▶ **YOUR TASK**: Exactly reproduce the lines that follow.

**********

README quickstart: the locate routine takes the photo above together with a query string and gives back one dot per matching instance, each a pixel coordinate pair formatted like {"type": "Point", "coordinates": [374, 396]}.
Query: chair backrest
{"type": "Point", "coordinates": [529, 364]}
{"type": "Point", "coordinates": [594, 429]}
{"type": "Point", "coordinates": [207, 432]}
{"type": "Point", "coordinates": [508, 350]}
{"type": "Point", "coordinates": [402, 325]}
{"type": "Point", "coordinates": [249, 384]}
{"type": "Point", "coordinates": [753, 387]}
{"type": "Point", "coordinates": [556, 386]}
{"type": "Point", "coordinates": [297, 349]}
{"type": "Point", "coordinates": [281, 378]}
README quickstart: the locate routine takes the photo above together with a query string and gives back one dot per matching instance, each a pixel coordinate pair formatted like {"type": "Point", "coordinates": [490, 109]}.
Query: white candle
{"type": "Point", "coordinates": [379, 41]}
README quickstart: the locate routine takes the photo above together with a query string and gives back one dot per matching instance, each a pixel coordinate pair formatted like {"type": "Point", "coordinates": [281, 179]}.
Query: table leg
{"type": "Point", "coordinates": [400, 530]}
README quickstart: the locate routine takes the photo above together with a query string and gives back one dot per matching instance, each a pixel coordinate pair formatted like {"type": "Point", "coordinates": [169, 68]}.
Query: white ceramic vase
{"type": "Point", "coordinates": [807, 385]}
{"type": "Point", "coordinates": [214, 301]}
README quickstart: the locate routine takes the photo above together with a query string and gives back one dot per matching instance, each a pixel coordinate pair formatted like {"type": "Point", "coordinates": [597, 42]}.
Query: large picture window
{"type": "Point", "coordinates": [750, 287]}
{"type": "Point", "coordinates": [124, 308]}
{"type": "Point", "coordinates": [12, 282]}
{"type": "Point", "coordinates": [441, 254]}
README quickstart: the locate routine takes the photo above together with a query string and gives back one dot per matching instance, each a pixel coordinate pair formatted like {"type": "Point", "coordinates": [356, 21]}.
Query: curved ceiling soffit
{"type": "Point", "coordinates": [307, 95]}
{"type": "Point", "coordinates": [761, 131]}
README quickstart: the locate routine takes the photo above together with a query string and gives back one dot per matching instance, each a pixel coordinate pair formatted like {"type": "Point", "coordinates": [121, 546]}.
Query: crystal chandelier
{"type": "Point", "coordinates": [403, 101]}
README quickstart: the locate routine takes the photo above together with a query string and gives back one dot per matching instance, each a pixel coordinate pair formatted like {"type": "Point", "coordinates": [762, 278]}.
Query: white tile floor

**********

▶ **REPLY**:
README quickstart: the locate routine takes the photo above together with a query string and gives back one dot per matching instance, each a pixel coordinate pair formatted like {"type": "Point", "coordinates": [374, 396]}.
Query: chair backrest
{"type": "Point", "coordinates": [529, 364]}
{"type": "Point", "coordinates": [594, 429]}
{"type": "Point", "coordinates": [207, 432]}
{"type": "Point", "coordinates": [508, 350]}
{"type": "Point", "coordinates": [402, 325]}
{"type": "Point", "coordinates": [249, 384]}
{"type": "Point", "coordinates": [753, 387]}
{"type": "Point", "coordinates": [556, 386]}
{"type": "Point", "coordinates": [297, 349]}
{"type": "Point", "coordinates": [281, 378]}
README quickstart: the locate routine takes the photo above together with a query string and gives back one dot per matching instance, each a pixel coordinate pair formatted like {"type": "Point", "coordinates": [490, 109]}.
Query: white candle
{"type": "Point", "coordinates": [379, 41]}
README quickstart: the locate routine takes the photo above together with a query string and gives back one dot per matching instance, each a pixel coordinate pair formatted like {"type": "Point", "coordinates": [281, 179]}.
Query: table leg
{"type": "Point", "coordinates": [400, 530]}
README quickstart: the locate routine takes the photo above together with a query string and gives back one dot per matching instance, each a pixel coordinate pair formatted like {"type": "Point", "coordinates": [169, 68]}.
Query: white ceramic vase
{"type": "Point", "coordinates": [807, 385]}
{"type": "Point", "coordinates": [214, 301]}
README quickstart: the locate routine takes the photo above together with a query string and gives back one dot per matching instance, each a pixel coordinate pair formatted like {"type": "Point", "coordinates": [597, 42]}.
Query: large picture window
{"type": "Point", "coordinates": [750, 287]}
{"type": "Point", "coordinates": [124, 308]}
{"type": "Point", "coordinates": [12, 282]}
{"type": "Point", "coordinates": [441, 254]}
README quickstart: the locate routine takes the photo above together with a query string and gives back one dot per matching instance, each a pixel coordinate pair formatted like {"type": "Point", "coordinates": [356, 21]}.
Query: curved ceiling soffit
{"type": "Point", "coordinates": [307, 95]}
{"type": "Point", "coordinates": [761, 131]}
README quickstart: the locate routine takes the photo above together with a query string and gives back one dot per matching instance, each a pixel coordinate pair formatted like {"type": "Point", "coordinates": [121, 546]}.
Query: crystal chandelier
{"type": "Point", "coordinates": [403, 101]}
README quickstart: the locate routine takes the photo above together with a query string and gives back one dot per matching instance, each a pixel coordinate pair formatted like {"type": "Point", "coordinates": [762, 278]}.
Query: white tile floor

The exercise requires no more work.